(Records supplied):
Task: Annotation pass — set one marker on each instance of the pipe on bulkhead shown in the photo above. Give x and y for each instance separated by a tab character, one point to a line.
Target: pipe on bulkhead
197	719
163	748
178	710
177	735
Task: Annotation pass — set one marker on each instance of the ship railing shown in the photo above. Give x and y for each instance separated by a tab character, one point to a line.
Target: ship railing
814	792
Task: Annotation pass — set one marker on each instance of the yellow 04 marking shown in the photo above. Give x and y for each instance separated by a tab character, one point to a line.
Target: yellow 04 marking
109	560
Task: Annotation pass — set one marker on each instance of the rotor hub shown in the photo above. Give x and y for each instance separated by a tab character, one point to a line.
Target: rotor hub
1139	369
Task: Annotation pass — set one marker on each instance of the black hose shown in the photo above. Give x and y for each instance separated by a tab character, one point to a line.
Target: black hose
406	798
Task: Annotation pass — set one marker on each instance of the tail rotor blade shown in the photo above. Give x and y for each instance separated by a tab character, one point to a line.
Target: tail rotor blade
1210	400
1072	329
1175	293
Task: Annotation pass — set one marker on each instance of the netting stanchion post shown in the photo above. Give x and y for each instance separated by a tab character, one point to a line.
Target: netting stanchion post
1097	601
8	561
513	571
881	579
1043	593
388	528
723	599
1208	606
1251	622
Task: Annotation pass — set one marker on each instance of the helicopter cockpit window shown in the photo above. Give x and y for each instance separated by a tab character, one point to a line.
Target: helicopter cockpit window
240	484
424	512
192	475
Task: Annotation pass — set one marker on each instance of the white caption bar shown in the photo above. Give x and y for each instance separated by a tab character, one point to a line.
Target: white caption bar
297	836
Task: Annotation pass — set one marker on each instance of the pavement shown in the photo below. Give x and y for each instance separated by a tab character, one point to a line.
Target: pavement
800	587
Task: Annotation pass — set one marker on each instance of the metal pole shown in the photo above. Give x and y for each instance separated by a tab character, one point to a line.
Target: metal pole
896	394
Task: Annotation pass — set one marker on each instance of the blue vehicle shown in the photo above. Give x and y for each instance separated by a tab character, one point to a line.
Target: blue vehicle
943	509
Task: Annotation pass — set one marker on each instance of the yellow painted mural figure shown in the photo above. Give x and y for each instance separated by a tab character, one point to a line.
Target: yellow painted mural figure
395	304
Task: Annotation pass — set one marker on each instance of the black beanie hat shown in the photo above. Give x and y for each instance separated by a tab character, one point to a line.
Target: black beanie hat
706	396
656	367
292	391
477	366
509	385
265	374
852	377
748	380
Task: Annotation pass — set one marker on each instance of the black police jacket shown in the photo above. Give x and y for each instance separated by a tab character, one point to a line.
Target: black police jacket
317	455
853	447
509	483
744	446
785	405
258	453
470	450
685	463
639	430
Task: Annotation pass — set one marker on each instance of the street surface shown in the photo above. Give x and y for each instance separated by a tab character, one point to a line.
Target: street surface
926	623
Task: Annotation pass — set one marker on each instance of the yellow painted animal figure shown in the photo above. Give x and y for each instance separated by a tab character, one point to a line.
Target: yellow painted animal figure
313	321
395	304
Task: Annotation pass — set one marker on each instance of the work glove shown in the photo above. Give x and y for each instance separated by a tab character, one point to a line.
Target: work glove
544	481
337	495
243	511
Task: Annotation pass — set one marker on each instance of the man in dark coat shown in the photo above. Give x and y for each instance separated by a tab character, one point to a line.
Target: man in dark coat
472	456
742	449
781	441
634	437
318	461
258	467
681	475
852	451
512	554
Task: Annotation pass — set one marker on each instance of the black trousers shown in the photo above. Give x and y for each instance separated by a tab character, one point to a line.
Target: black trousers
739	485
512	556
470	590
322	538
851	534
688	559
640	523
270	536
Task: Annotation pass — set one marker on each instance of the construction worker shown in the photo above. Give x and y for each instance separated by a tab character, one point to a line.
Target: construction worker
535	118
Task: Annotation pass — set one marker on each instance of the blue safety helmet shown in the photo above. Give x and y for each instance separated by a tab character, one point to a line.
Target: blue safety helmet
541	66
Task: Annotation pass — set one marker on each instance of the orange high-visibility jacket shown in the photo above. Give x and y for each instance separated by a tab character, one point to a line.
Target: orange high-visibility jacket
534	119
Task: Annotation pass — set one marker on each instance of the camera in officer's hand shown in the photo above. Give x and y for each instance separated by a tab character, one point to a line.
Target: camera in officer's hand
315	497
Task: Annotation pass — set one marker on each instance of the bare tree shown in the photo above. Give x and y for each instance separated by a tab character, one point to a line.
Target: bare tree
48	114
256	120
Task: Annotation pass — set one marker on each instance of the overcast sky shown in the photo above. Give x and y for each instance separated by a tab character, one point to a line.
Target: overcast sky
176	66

(Problem description):
Write out every line of the records exactly.

(Result of this exercise):
Task: Annotation pass — set one marker on each instance of the pipe on bulkhead shown in the photo above. Give x and y for each instance separated by a tab character, one point to a line.
Target: pipe on bulkhead
197	719
163	748
178	710
177	735
Task: Annotation pass — set one marker on each instance of the ship railing shown in the photo above. Give x and y for each instance separated by a tab character, one point to a line.
Target: ship railing
814	792
Task: Annotation pass — set one marker on each instance of the yellow 04 marking shown in the photo above. Give x and y for each instance separated by a tab character, one point to a line.
Target: yellow 04 marking
109	560
Task: Annotation pass — set one marker on each instance of the rotor hub shown in the photo above. Give x and y for each instance separated by a tab character, one point to a line.
Target: rotor hub
1139	369
Task: Annotation pass — set one marker on each instance of the black hose shown in the photo above. Give x and y for each instance separated by a tab character, one point to a line.
Target: black hose
406	798
Task: Annotation pass — set one marker on each instance of the tail rotor blade shown in the photo above. Give x and y for each instance separated by a tab character, one point to a line.
Target: tail rotor blade
1210	400
1072	329
1175	293
Task: Annotation pass — set one marker on each instance of the netting stanchion post shown in the photo above. Give x and y for each instance separated by a tab character, one point to a line.
Target: netting stanchion post
1097	601
8	561
513	571
881	579
1043	593
388	528
723	599
1208	606
1251	622
Task: Annotation pass — set one marker on each instance of the helicopter cockpit window shown in the photo above. Give x and y for each instance separated by a tab character, one point to a line.
Target: helicopter cockpit window
240	484
424	512
192	475
Task: Annotation pass — set one marker on each instance of the white caption bar shown in the photo above. Give x and y for each instance separated by a tab character, one point to a line.
Target: white caption bar
297	836
Task: Annotation pass — set one marker on each instance of the pavement shown in the photo below. Give x and y for each instance separated by a tab character, one point to a line.
Target: pavement
800	587
Task: Annotation pass — set one marker on each instance of the metal pole shown in the photo above. Give x and y for each instance separated by a tab character, one point to a line.
Target: metal pole
896	394
Task: Annotation pass — set one marker on each instance of the blue vehicle shown in the photo above. Give x and y for each instance separated by a tab character, one point to a line.
Target: blue vehicle
943	509
Task: Annotation pass — set one marker on each instance of the yellow painted mural figure shown in the photo above. Give x and y for each instance separated by a tab character, one point to a line.
Target: yellow painted mural figure
395	304
Task: Annotation pass — set one marker on each instance of the black beanie hat shown in the photo above. Give x and y for each instance separated by a tab character, one point to a line.
Target: black beanie hat
706	396
656	367
292	391
477	366
509	385
265	374
852	377
748	380
Task: Annotation pass — set one marker on each instance of the black police jacket shown in the photo above. Give x and y for each instance separated by a tab character, one point to a line.
Target: black police jacket
317	455
853	447
509	483
744	446
785	405
258	453
470	450
685	463
639	430
Task: Annotation pass — set one marker on each instance of the street surface shown in the photo above. Give x and y for each instance separated by a tab character, one point to a line.
Target: street surface
926	623
Task: Annotation pass — set one marker on each instance of the yellow painted animal figure shown in the photo above. Give x and y for each instance separated by a tab character, one point to a line.
Target: yellow painted animal figure
313	321
395	304
Task: Annotation pass — set one marker on each instance of the work glove shown in the photo above. Give x and y for each instance separated by a tab character, one point to a line.
Target: work glove
544	481
337	495
243	511
Task: Annotation pass — set one marker on each instance of the man in dark coat shown in the photo above. Give x and y for each instance separated by a tab character, one point to a line.
Target: man in dark coat
472	456
742	449
781	441
634	437
318	461
258	467
681	475
852	451
512	554
Task: Annotation pass — set one marker on each instance of the black trousers shown in the photo above. Give x and y for each instance separated by a tab character, one point to a line.
Target: black trousers
739	485
512	556
470	590
322	538
851	534
688	559
640	523
270	536
Task: Annotation pass — set one marker on each instance of the construction worker shown in the photo above. Give x and y for each instance separated by a tab character, one point to a line.
Target: construction worker
535	118
Task: Annotation pass — set one marker on each instance of the blue safety helmet shown in the photo above. Give x and y for each instance separated by a tab character, one point to a line.
Target: blue safety helmet
541	66
Task: Annotation pass — set one marker on each instance of the orange high-visibility jacket shown in the photo above. Give x and y for each instance separated by a tab character, one point to a line.
Target: orange high-visibility jacket
534	119
Task: Annotation pass — set one marker on each instance of the camera in officer's hand shown in the photo above. Give x and y for each instance separated by a tab character, one point to a line.
Target: camera in officer's hand
315	497
Task: Annotation pass — set one marker on each instance of the bare tree shown in the photo above. Give x and y for each instance separated by a tab character, one point to a line.
Target: bare tree
48	114
256	120
Task: Annotation pass — set one marker on each instance of the overcast sky shown in the photo above. Give x and y for each instance separated by a tab character, one point to a line.
Target: overcast sky
176	66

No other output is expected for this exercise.